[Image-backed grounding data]
****************************************
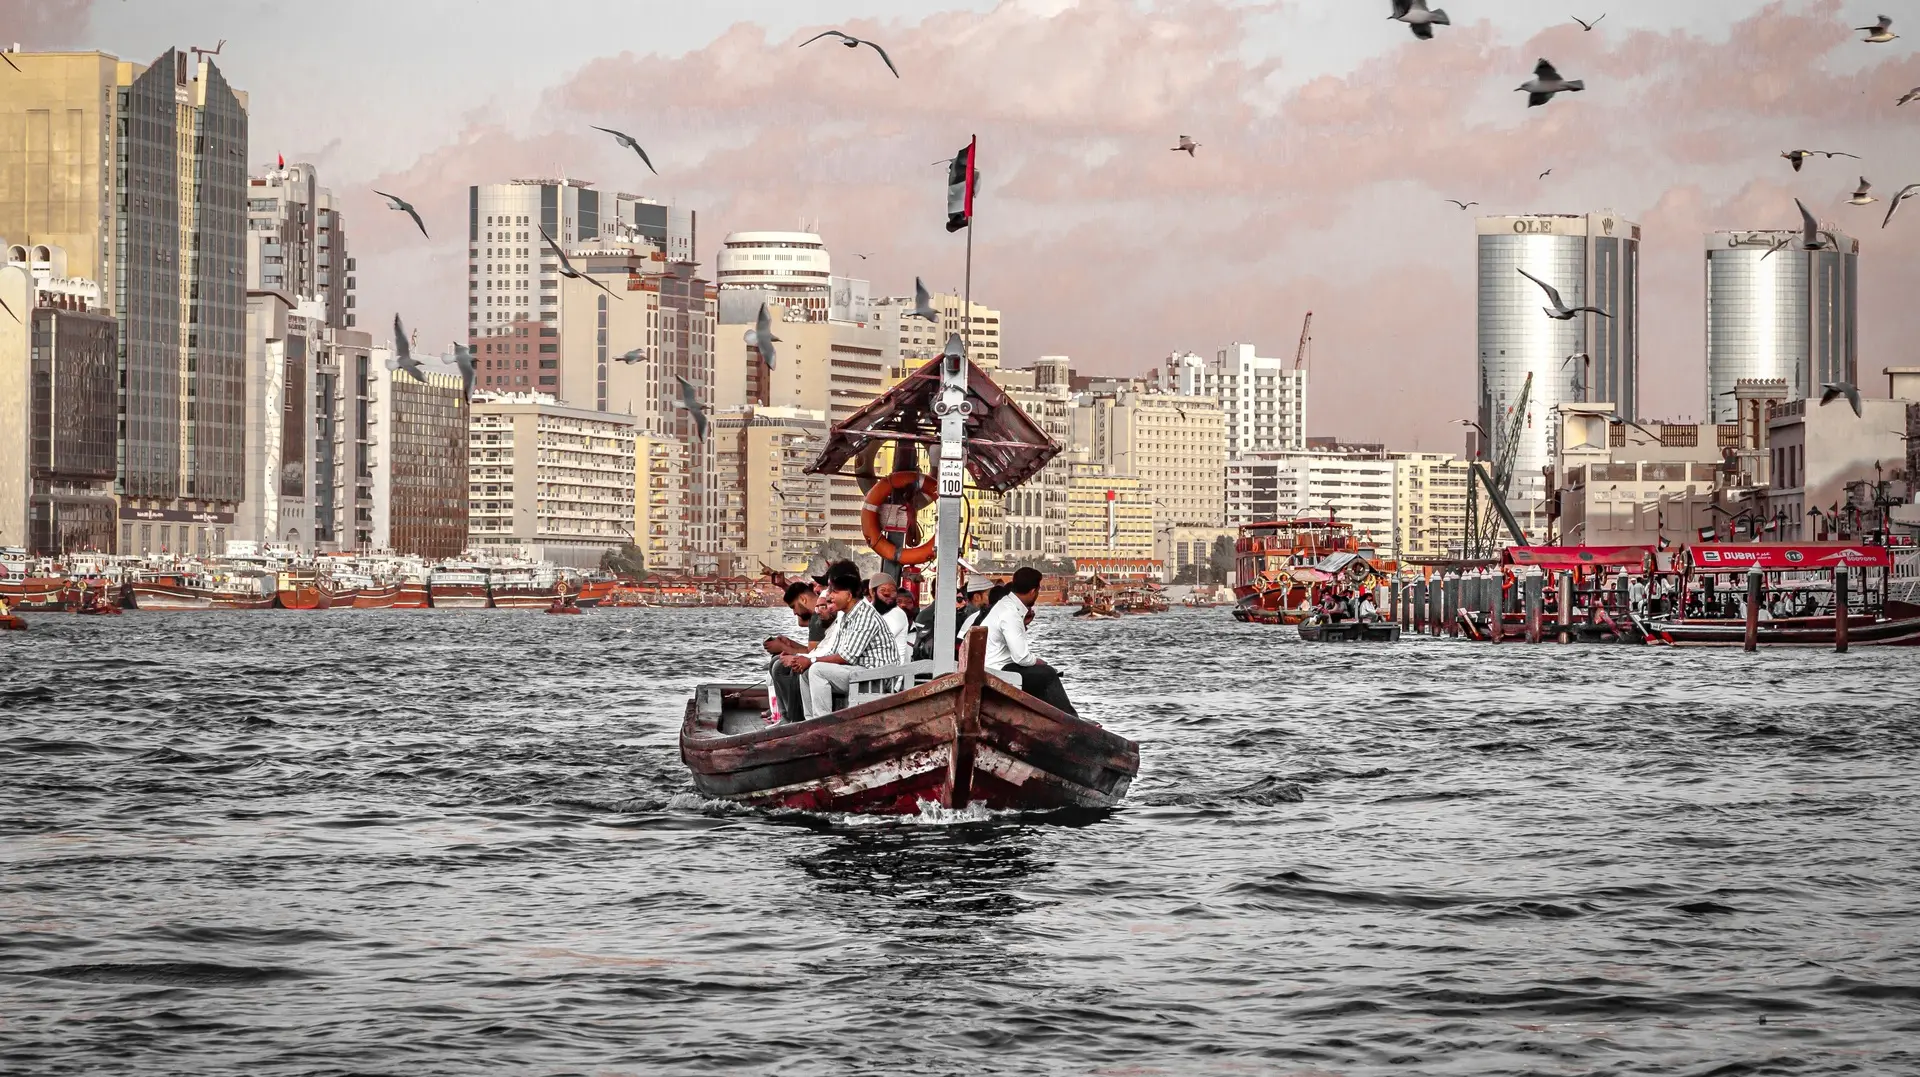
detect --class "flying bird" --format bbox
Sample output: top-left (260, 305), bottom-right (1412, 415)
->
top-left (614, 347), bottom-right (646, 365)
top-left (1538, 168), bottom-right (1554, 180)
top-left (798, 30), bottom-right (899, 78)
top-left (539, 227), bottom-right (620, 300)
top-left (374, 190), bottom-right (429, 238)
top-left (1819, 381), bottom-right (1863, 418)
top-left (1172, 135), bottom-right (1199, 156)
top-left (745, 302), bottom-right (780, 369)
top-left (1855, 15), bottom-right (1897, 43)
top-left (451, 343), bottom-right (476, 400)
top-left (1882, 183), bottom-right (1920, 228)
top-left (1572, 14), bottom-right (1606, 30)
top-left (910, 277), bottom-right (939, 322)
top-left (676, 376), bottom-right (709, 439)
top-left (1561, 351), bottom-right (1590, 369)
top-left (1389, 0), bottom-right (1451, 39)
top-left (1780, 149), bottom-right (1859, 172)
top-left (391, 315), bottom-right (424, 382)
top-left (1446, 199), bottom-right (1479, 209)
top-left (590, 126), bottom-right (657, 175)
top-left (1795, 198), bottom-right (1840, 250)
top-left (1899, 88), bottom-right (1920, 106)
top-left (1518, 59), bottom-right (1584, 106)
top-left (1517, 267), bottom-right (1611, 320)
top-left (1, 51), bottom-right (20, 74)
top-left (1758, 233), bottom-right (1795, 260)
top-left (1848, 177), bottom-right (1878, 205)
top-left (0, 293), bottom-right (17, 322)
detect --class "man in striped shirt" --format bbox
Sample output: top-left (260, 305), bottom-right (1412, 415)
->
top-left (781, 566), bottom-right (899, 720)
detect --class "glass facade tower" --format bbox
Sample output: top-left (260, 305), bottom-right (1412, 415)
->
top-left (1704, 230), bottom-right (1857, 423)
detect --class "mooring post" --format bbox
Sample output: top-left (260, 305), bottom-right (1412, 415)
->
top-left (1743, 566), bottom-right (1761, 653)
top-left (1835, 566), bottom-right (1850, 654)
top-left (1524, 570), bottom-right (1543, 644)
top-left (1556, 570), bottom-right (1573, 644)
top-left (1390, 579), bottom-right (1402, 625)
top-left (1443, 572), bottom-right (1460, 638)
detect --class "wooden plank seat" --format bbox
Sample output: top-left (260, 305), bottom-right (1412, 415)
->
top-left (844, 660), bottom-right (1022, 708)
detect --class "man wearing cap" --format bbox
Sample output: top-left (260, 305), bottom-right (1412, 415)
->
top-left (983, 566), bottom-right (1077, 715)
top-left (780, 565), bottom-right (900, 720)
top-left (955, 575), bottom-right (997, 642)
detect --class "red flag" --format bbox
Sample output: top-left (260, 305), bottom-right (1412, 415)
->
top-left (945, 138), bottom-right (976, 233)
top-left (277, 153), bottom-right (284, 169)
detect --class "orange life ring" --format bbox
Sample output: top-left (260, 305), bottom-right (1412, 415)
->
top-left (862, 471), bottom-right (939, 565)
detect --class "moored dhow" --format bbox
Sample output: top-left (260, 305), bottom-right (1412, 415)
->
top-left (427, 563), bottom-right (492, 608)
top-left (130, 569), bottom-right (276, 610)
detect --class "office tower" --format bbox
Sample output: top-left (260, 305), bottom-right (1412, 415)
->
top-left (874, 288), bottom-right (1002, 372)
top-left (0, 48), bottom-right (249, 554)
top-left (1704, 228), bottom-right (1858, 422)
top-left (1204, 343), bottom-right (1308, 458)
top-left (0, 249), bottom-right (118, 554)
top-left (1477, 211), bottom-right (1640, 535)
top-left (367, 351), bottom-right (468, 559)
top-left (715, 231), bottom-right (832, 315)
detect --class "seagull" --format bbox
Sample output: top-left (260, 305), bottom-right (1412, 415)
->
top-left (539, 227), bottom-right (620, 300)
top-left (676, 375), bottom-right (709, 439)
top-left (1758, 233), bottom-right (1795, 260)
top-left (373, 190), bottom-right (429, 238)
top-left (1900, 88), bottom-right (1920, 106)
top-left (1389, 0), bottom-right (1451, 39)
top-left (1517, 268), bottom-right (1611, 320)
top-left (1848, 177), bottom-right (1878, 205)
top-left (745, 302), bottom-right (780, 369)
top-left (1882, 183), bottom-right (1920, 228)
top-left (0, 293), bottom-right (17, 322)
top-left (798, 30), bottom-right (899, 78)
top-left (1780, 149), bottom-right (1859, 172)
top-left (1795, 198), bottom-right (1840, 250)
top-left (1561, 351), bottom-right (1590, 369)
top-left (614, 347), bottom-right (646, 365)
top-left (392, 315), bottom-right (424, 382)
top-left (910, 277), bottom-right (939, 322)
top-left (1539, 168), bottom-right (1554, 180)
top-left (1, 51), bottom-right (19, 74)
top-left (451, 343), bottom-right (476, 400)
top-left (590, 126), bottom-right (657, 175)
top-left (1855, 15), bottom-right (1897, 43)
top-left (1572, 14), bottom-right (1606, 30)
top-left (1819, 381), bottom-right (1863, 418)
top-left (1172, 135), bottom-right (1199, 156)
top-left (1518, 59), bottom-right (1584, 107)
top-left (1446, 199), bottom-right (1479, 209)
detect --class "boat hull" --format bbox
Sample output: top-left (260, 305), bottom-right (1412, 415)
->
top-left (395, 582), bottom-right (430, 609)
top-left (680, 631), bottom-right (1138, 815)
top-left (277, 584), bottom-right (332, 610)
top-left (0, 577), bottom-right (69, 612)
top-left (1646, 614), bottom-right (1920, 647)
top-left (491, 587), bottom-right (557, 610)
top-left (1298, 620), bottom-right (1400, 643)
top-left (132, 583), bottom-right (275, 611)
top-left (353, 583), bottom-right (401, 609)
top-left (429, 584), bottom-right (491, 609)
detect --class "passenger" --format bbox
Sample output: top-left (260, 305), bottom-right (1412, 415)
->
top-left (870, 572), bottom-right (911, 664)
top-left (1358, 592), bottom-right (1380, 622)
top-left (984, 566), bottom-right (1077, 716)
top-left (784, 566), bottom-right (900, 721)
top-left (763, 581), bottom-right (821, 724)
top-left (956, 576), bottom-right (997, 641)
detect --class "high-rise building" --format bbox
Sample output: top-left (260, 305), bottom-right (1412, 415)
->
top-left (1477, 211), bottom-right (1640, 534)
top-left (1194, 343), bottom-right (1308, 458)
top-left (634, 431), bottom-right (687, 574)
top-left (715, 231), bottom-right (832, 315)
top-left (0, 250), bottom-right (118, 554)
top-left (875, 289), bottom-right (1001, 372)
top-left (1066, 462), bottom-right (1157, 573)
top-left (1, 48), bottom-right (250, 556)
top-left (367, 351), bottom-right (468, 559)
top-left (996, 364), bottom-right (1073, 564)
top-left (714, 405), bottom-right (831, 572)
top-left (1076, 389), bottom-right (1225, 526)
top-left (1704, 228), bottom-right (1858, 423)
top-left (1392, 452), bottom-right (1471, 561)
top-left (1224, 448), bottom-right (1399, 557)
top-left (467, 393), bottom-right (636, 568)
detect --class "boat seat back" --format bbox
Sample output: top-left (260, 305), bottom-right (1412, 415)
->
top-left (986, 668), bottom-right (1024, 690)
top-left (846, 660), bottom-right (936, 707)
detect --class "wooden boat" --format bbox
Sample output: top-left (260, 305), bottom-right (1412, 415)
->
top-left (546, 604), bottom-right (582, 615)
top-left (1298, 619), bottom-right (1400, 642)
top-left (1647, 543), bottom-right (1917, 647)
top-left (575, 579), bottom-right (617, 608)
top-left (428, 564), bottom-right (491, 608)
top-left (0, 575), bottom-right (69, 612)
top-left (276, 570), bottom-right (332, 610)
top-left (395, 579), bottom-right (431, 608)
top-left (131, 572), bottom-right (276, 610)
top-left (1113, 588), bottom-right (1169, 614)
top-left (681, 630), bottom-right (1137, 813)
top-left (1646, 611), bottom-right (1920, 647)
top-left (352, 582), bottom-right (401, 609)
top-left (72, 603), bottom-right (122, 616)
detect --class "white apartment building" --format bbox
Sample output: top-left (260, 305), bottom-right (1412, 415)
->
top-left (996, 365), bottom-right (1073, 563)
top-left (1393, 452), bottom-right (1471, 561)
top-left (469, 393), bottom-right (636, 568)
top-left (1225, 450), bottom-right (1398, 557)
top-left (1168, 343), bottom-right (1308, 458)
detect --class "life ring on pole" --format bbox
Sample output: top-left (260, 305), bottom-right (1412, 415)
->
top-left (862, 471), bottom-right (940, 565)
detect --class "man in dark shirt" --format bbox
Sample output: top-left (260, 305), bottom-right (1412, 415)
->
top-left (764, 581), bottom-right (823, 723)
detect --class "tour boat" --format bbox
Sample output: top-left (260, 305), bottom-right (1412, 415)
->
top-left (1, 612), bottom-right (25, 630)
top-left (275, 569), bottom-right (332, 610)
top-left (1646, 543), bottom-right (1918, 647)
top-left (679, 350), bottom-right (1140, 815)
top-left (427, 564), bottom-right (491, 608)
top-left (575, 578), bottom-right (617, 608)
top-left (1297, 618), bottom-right (1401, 643)
top-left (0, 555), bottom-right (69, 612)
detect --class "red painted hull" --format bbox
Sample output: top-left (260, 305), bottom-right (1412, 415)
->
top-left (575, 580), bottom-right (616, 608)
top-left (429, 583), bottom-right (490, 609)
top-left (1, 614), bottom-right (26, 631)
top-left (1649, 614), bottom-right (1920, 647)
top-left (277, 585), bottom-right (332, 610)
top-left (353, 584), bottom-right (401, 609)
top-left (395, 582), bottom-right (430, 609)
top-left (132, 582), bottom-right (276, 610)
top-left (0, 577), bottom-right (69, 612)
top-left (492, 586), bottom-right (562, 609)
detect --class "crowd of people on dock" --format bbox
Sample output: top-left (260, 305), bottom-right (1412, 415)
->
top-left (760, 563), bottom-right (1076, 726)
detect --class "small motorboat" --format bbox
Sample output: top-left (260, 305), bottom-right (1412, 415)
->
top-left (1297, 617), bottom-right (1400, 642)
top-left (1, 613), bottom-right (26, 631)
top-left (545, 602), bottom-right (582, 615)
top-left (73, 603), bottom-right (122, 616)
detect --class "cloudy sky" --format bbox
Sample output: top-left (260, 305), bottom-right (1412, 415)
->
top-left (20, 0), bottom-right (1920, 450)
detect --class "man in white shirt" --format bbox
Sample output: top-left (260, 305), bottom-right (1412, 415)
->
top-left (871, 572), bottom-right (911, 665)
top-left (781, 567), bottom-right (900, 720)
top-left (982, 567), bottom-right (1077, 716)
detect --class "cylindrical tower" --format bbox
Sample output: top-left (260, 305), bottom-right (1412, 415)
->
top-left (1704, 229), bottom-right (1856, 423)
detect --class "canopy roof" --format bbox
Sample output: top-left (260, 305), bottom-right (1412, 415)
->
top-left (1503, 545), bottom-right (1653, 569)
top-left (1684, 543), bottom-right (1892, 572)
top-left (805, 357), bottom-right (1059, 493)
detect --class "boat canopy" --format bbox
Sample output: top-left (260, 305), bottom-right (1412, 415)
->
top-left (1314, 551), bottom-right (1364, 575)
top-left (805, 357), bottom-right (1060, 493)
top-left (1503, 545), bottom-right (1653, 569)
top-left (1683, 543), bottom-right (1893, 572)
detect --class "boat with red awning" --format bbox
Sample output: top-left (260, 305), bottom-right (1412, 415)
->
top-left (1646, 543), bottom-right (1919, 646)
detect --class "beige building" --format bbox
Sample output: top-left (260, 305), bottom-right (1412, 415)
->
top-left (468, 393), bottom-right (636, 568)
top-left (714, 405), bottom-right (831, 573)
top-left (1067, 462), bottom-right (1156, 564)
top-left (876, 290), bottom-right (1001, 372)
top-left (1156, 525), bottom-right (1236, 584)
top-left (1078, 389), bottom-right (1226, 527)
top-left (634, 431), bottom-right (688, 574)
top-left (1767, 394), bottom-right (1911, 541)
top-left (995, 362), bottom-right (1074, 565)
top-left (1393, 452), bottom-right (1471, 560)
top-left (1225, 449), bottom-right (1399, 557)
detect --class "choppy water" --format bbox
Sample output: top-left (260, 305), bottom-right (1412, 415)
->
top-left (2, 607), bottom-right (1917, 1075)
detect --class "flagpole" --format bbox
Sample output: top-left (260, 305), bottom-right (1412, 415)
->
top-left (962, 134), bottom-right (975, 357)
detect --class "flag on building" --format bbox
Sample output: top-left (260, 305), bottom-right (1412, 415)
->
top-left (1698, 526), bottom-right (1717, 542)
top-left (946, 138), bottom-right (976, 233)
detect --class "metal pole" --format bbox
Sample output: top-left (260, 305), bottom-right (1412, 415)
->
top-left (1556, 569), bottom-right (1573, 644)
top-left (931, 339), bottom-right (968, 676)
top-left (1744, 566), bottom-right (1761, 652)
top-left (1835, 566), bottom-right (1850, 654)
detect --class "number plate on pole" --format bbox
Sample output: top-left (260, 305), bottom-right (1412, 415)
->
top-left (938, 457), bottom-right (964, 498)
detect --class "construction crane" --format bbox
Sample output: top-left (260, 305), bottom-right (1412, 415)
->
top-left (1293, 311), bottom-right (1313, 371)
top-left (1465, 371), bottom-right (1531, 558)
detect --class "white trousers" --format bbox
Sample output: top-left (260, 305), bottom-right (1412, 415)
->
top-left (803, 661), bottom-right (862, 720)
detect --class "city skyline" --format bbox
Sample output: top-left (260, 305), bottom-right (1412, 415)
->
top-left (15, 0), bottom-right (1920, 455)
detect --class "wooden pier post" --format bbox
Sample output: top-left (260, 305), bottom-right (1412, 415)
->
top-left (1390, 580), bottom-right (1403, 625)
top-left (1834, 566), bottom-right (1850, 654)
top-left (1428, 576), bottom-right (1442, 636)
top-left (1556, 570), bottom-right (1573, 644)
top-left (1743, 566), bottom-right (1761, 653)
top-left (1524, 571), bottom-right (1543, 644)
top-left (1443, 573), bottom-right (1460, 638)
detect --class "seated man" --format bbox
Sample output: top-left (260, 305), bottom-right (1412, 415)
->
top-left (955, 576), bottom-right (997, 643)
top-left (763, 581), bottom-right (823, 724)
top-left (983, 567), bottom-right (1077, 716)
top-left (870, 572), bottom-right (911, 665)
top-left (783, 567), bottom-right (900, 721)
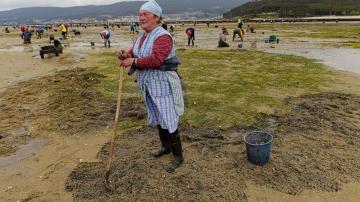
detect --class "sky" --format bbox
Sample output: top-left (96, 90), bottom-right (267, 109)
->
top-left (0, 0), bottom-right (140, 11)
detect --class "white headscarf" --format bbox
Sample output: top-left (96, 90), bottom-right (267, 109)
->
top-left (140, 0), bottom-right (162, 17)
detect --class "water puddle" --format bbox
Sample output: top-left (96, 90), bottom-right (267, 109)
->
top-left (8, 127), bottom-right (27, 137)
top-left (0, 40), bottom-right (132, 53)
top-left (0, 138), bottom-right (46, 168)
top-left (0, 46), bottom-right (26, 52)
top-left (69, 40), bottom-right (133, 50)
top-left (263, 44), bottom-right (360, 73)
top-left (0, 45), bottom-right (36, 53)
top-left (69, 42), bottom-right (93, 49)
top-left (74, 53), bottom-right (89, 62)
top-left (33, 55), bottom-right (42, 59)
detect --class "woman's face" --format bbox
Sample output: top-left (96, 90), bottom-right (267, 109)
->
top-left (139, 11), bottom-right (159, 32)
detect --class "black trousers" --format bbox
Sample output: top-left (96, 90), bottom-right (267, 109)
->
top-left (62, 32), bottom-right (66, 39)
top-left (188, 36), bottom-right (194, 46)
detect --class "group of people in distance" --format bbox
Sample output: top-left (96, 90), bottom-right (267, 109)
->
****************************************
### Exercise requirements
Scan the data above and copy every line with "trousers" in it.

### Problem solution
detect --class "white trousers" --format bbox
detect --class "black trousers" --format bbox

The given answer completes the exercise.